SOURCE DOCUMENT:
+ + + + + + +

The operational AnEn is a variant of this method. In this setting, the size of the search repository is not fixed. Rather, it is growing by incorporating forecasts from the test data set as soon as the target forecast becomes historical. In other words, each target forecast in the test data set has a different length of search history that incorporates all immediate historical forecasts. This alternative setup helps in cases where only a limited length of search history is available.
After forecast analogs have been identified for a particular target forecast, the AnEn constructs the final ensemble by directly using the observations associated with the forecast analogs since the forecast analogs are identified from the historical archive. The historical observations comprise the AnEn forecast ensemble. This process is repeated for all geographic locations, all target forecasts in the test data set, and all forecast lead times to generate the complete set of forecast ensembles. This process is highly parallelizable and scalable because the ensemble generation of forecasts is independent in space and time. This is also referred to as an “embarrassingly” parallelizable task (Cervone et al., 2017; Hu et al., 2020).
However, while the spatial and temporal independence brings great advantages in computation, it leads to inconsistent and sometimes unrealistic predictions when ensemble members are analyzed individually (Sperati et al., 2017; Alessandrini and McCandless, 2020). This is because the first member in the forecast ensemble at location may not necessarily be related to the first member in the forecast ensemble at a nearby location, say i + 1. The generation of these two ensembles is independent. The member rank follows a statistical process to determine the distance between the target and the analog forecasts rather than any physical linkages or processes. As a result, plotting a geographic map using the first member from ensembles on a particular day leads to patchy and unrealistic features. This problem can be effectively addressed by using a form of summarization of ensemble members, e.g., the mean or the median. If the ability to analyze each ensemble member is truly desired, the AnEn members need to be shuffled with the Schaake shuffle (SS) technique (Clark et al., 2004; Voisin et al., 2010; Sperati et al., 2017; Clemente-Harding, 2019). Ensemble spread and standard deviation can be calculated if the uncertainty of ensembles is to be evaluated. A kernel density estimation function can also be applied to the AnEn members to construct the probability distribution function (PDF) for probabilistic forecasts. In practice, AnEn forecast ensembles are usually analyzed in their deterministic or probabilistic forms, rather than by the individual member in space and time.

+ + + + + + +

SUPPLIED RECORDS:

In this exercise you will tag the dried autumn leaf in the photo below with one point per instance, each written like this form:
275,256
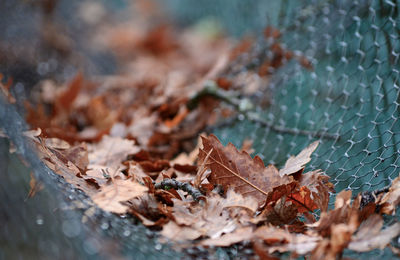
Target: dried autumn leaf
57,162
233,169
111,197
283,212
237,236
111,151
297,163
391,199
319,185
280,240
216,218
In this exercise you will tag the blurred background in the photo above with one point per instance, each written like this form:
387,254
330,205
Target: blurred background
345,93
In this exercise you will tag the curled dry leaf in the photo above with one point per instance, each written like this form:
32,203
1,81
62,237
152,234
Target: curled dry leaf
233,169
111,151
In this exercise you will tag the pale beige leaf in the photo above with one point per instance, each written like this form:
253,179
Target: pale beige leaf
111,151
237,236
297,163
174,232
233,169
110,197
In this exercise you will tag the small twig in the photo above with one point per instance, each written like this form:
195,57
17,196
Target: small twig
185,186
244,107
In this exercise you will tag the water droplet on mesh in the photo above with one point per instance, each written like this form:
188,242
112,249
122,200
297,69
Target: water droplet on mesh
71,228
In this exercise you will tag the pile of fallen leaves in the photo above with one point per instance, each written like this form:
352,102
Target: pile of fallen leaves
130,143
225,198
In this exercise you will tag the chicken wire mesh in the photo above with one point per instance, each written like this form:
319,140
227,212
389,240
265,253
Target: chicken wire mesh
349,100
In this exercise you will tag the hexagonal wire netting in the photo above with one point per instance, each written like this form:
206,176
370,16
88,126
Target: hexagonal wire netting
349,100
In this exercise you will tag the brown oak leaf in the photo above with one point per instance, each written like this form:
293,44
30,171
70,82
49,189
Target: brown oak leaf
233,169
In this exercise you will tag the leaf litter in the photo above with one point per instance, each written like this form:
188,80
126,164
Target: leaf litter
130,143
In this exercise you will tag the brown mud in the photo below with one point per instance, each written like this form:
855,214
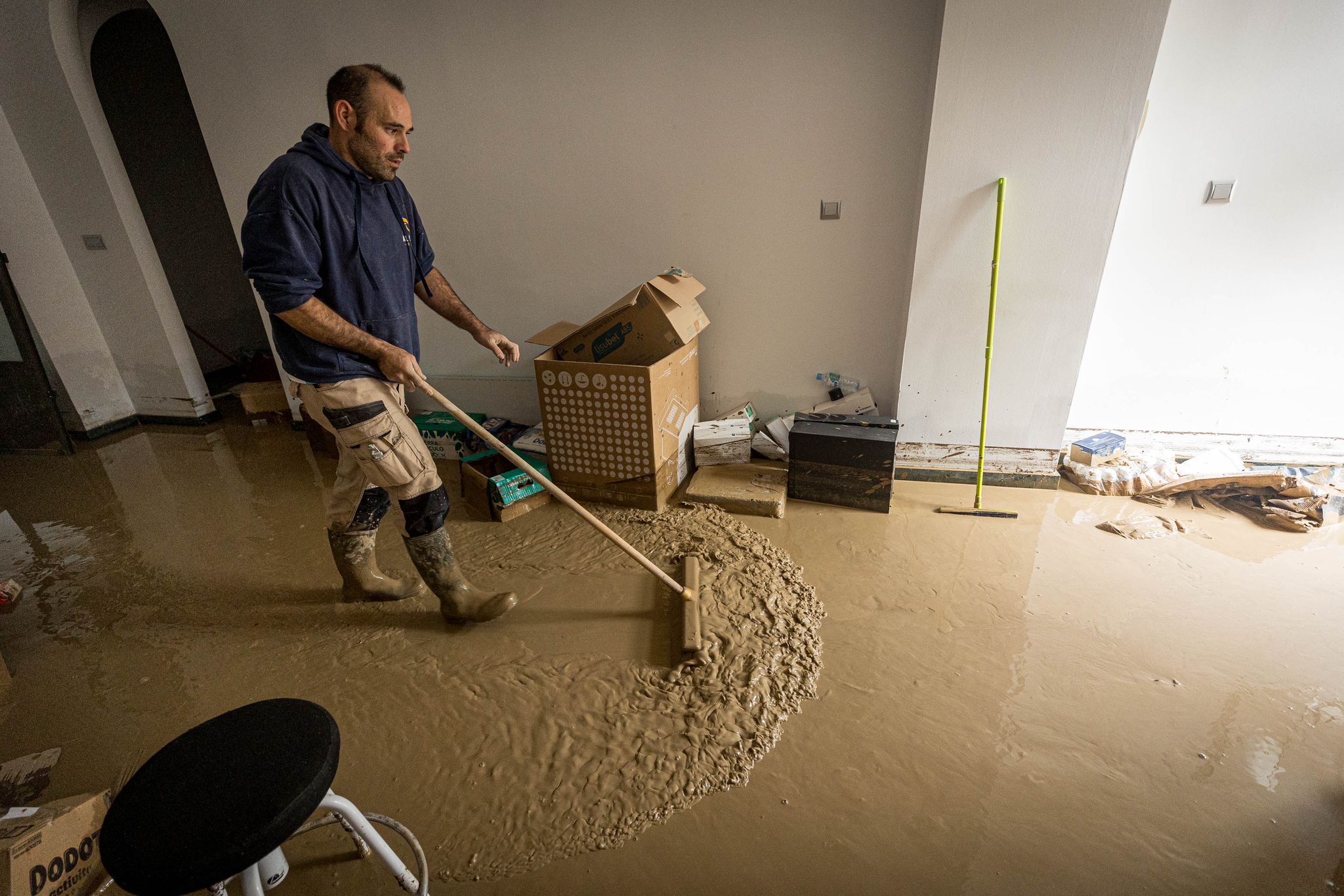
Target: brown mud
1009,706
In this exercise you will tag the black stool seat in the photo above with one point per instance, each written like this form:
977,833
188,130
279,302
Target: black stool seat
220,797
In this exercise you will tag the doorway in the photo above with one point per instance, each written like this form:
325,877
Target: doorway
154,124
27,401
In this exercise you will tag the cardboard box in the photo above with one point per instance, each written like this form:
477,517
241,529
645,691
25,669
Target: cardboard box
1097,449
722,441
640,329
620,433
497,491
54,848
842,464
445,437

+ + + + + + +

TASK REQUIREMENTS:
a – Rewrite the paragraph of the analog ensemble text that begins "After forecast analogs have been identified" as a short bulleted list that keeps its main facts.
b – Answer these questions from the analog ensemble text, marking each answer to match:
(i) In the operational AnEn, how does the search repository change?
(ii) What technique must be used to shuffle AnEn members if analyzing each member is truly desired?
(iii) What can be applied to AnEn members to construct the probability distribution function?
The records were drawn from a separate source.

COMPLETE ANSWERS:
a –
- Once forecast analogs are identified for a target forecast, the AnEn builds the final ensemble directly from the observations associated with those analogs, which come from the historical archive.
- These historical observations make up the AnEn forecast ensemble.
- The process is repeated for all geographic locations, all target forecasts in the test data set, and all forecast lead times to produce the complete set of ensembles.
- Because ensemble generation is independent in space and time, the process is highly parallelizable and scalable, and it is also called an "embarrassingly" parallelizable task.

b –
(i) Its size is not fixed. It grows by incorporating forecasts from the test data set as soon as the target forecast becomes historical.
(ii) The Schaake shuffle (SS) technique.
(iii) A kernel density estimation function.